▶ **What is expected**
Report each line in the rows below that contains the string "target".

start

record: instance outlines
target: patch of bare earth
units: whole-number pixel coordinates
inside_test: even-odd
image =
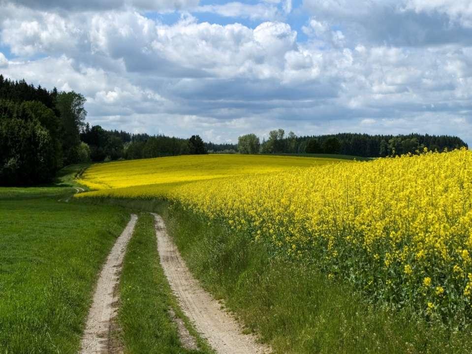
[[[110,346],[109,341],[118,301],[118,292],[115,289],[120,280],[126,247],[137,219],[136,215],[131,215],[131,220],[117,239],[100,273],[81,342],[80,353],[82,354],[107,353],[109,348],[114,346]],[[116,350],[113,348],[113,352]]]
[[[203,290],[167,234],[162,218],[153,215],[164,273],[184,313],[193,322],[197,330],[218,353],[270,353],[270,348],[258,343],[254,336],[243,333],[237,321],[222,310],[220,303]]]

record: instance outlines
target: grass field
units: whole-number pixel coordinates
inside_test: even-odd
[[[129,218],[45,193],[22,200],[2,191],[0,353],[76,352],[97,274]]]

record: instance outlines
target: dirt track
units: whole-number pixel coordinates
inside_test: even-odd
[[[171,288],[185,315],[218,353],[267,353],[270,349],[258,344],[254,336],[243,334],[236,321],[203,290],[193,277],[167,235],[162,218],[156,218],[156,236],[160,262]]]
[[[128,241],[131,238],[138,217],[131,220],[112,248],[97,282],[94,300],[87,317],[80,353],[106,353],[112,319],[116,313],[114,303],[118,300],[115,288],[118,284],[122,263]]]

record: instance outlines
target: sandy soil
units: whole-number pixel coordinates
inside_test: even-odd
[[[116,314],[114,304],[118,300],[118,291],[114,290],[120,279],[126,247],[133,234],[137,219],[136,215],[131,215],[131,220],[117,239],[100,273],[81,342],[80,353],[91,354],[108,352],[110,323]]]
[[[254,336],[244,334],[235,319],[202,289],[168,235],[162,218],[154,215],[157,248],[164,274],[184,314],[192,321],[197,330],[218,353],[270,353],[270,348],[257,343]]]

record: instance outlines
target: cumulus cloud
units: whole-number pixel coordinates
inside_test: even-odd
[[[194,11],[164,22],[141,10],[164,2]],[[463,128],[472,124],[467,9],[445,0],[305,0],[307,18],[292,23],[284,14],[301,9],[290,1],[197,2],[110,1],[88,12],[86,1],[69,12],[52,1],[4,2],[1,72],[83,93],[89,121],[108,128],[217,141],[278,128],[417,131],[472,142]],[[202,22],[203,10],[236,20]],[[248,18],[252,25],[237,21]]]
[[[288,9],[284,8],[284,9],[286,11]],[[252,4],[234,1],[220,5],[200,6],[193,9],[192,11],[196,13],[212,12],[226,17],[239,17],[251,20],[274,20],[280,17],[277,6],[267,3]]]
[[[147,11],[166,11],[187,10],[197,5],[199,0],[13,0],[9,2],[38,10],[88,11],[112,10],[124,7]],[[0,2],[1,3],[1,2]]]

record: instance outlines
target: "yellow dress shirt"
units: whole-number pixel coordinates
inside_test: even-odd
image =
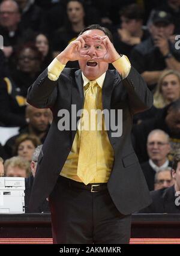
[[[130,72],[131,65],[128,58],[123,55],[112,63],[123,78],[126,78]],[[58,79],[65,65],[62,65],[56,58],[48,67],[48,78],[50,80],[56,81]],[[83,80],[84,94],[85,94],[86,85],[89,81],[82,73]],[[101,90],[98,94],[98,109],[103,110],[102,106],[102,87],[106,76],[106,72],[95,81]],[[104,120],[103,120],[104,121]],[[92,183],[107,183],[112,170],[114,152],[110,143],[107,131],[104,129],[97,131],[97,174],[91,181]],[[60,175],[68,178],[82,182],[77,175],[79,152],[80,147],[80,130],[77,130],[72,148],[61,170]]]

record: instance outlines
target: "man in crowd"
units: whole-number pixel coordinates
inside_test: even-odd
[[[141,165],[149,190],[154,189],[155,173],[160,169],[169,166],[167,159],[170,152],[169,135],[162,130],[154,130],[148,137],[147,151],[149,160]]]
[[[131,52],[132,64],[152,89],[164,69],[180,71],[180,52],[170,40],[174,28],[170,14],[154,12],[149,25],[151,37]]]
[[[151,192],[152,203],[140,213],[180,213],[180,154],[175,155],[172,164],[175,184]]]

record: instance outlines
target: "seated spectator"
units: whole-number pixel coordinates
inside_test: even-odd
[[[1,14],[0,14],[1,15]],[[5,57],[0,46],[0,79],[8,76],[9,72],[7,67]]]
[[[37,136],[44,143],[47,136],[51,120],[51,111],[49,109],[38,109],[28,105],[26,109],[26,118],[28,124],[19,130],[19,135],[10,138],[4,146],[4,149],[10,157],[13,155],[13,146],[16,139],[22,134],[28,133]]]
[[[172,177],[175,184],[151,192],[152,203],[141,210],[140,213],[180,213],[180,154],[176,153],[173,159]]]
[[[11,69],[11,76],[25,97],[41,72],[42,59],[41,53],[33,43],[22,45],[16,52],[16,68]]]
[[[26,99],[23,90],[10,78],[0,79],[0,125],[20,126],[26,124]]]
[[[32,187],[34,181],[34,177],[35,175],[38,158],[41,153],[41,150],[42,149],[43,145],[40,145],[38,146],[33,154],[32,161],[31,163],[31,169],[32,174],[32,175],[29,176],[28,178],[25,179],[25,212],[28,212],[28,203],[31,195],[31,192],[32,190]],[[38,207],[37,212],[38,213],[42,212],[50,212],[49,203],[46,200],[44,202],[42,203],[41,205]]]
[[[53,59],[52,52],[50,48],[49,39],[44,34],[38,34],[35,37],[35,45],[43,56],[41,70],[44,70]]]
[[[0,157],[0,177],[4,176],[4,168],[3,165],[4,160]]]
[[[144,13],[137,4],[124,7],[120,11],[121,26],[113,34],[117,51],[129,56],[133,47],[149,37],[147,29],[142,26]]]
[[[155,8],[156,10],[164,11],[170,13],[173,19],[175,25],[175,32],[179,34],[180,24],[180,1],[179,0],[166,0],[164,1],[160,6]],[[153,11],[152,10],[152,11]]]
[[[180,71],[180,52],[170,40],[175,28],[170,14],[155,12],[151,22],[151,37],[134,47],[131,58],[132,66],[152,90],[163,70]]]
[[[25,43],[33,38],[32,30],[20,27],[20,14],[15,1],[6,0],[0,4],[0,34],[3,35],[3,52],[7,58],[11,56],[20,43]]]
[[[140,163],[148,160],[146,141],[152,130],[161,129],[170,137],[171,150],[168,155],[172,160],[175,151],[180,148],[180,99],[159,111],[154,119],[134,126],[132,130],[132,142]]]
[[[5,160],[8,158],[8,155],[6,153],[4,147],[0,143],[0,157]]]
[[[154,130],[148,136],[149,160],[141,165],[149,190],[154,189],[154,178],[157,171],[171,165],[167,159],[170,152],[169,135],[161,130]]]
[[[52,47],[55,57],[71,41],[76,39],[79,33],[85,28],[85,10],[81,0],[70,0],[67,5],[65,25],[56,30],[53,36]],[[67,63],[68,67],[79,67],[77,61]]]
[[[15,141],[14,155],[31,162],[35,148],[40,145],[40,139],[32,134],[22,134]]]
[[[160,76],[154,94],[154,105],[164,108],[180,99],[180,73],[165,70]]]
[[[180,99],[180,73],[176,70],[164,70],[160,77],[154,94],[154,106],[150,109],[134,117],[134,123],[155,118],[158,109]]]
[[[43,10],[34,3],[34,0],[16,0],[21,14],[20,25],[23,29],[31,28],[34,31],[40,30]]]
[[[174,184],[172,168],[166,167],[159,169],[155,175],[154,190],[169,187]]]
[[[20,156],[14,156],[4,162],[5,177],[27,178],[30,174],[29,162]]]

end

▶ **Reply to the exercise**
target: patch of bare earth
target: grass field
target: dirt track
target: sandy soil
target: cumulus cloud
target: "yellow dress shirt"
target: "man in crowd"
target: "seated spectator"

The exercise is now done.